[Problem statement] Turn the data below into a numbered list with one line per item, skipping any blank lines and leaving out the pictures.

## Begin Source records

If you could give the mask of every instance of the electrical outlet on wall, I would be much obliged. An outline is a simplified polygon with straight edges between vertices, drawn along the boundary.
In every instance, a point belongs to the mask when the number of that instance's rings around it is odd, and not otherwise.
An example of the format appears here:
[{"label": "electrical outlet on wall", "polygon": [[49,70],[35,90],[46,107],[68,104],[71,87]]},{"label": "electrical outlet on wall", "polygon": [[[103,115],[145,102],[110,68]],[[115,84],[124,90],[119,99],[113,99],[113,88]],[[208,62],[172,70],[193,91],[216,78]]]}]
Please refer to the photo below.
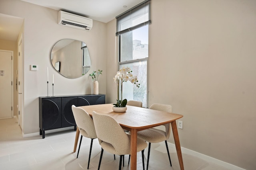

## End Source records

[Answer below]
1. If you could give the mask of every instance of the electrical outlet on wall, I would be much obliged. An outline is a simplified polygon with straight edges between vertices, drawn along the boundary.
2. In every instance, a point belongs to the mask when the number of that instance's rings around it is odd, and not otherwise.
3. An example of the format appears here:
4. [{"label": "electrical outlet on wall", "polygon": [[49,70],[35,90],[46,107],[68,104],[71,87]]},{"label": "electrical outlet on wall", "polygon": [[[103,115],[145,102],[110,68]],[[115,84],[124,90],[119,99],[113,99],[113,88]],[[208,62],[172,70],[193,91],[216,78]]]}]
5. Please refer to the photo below.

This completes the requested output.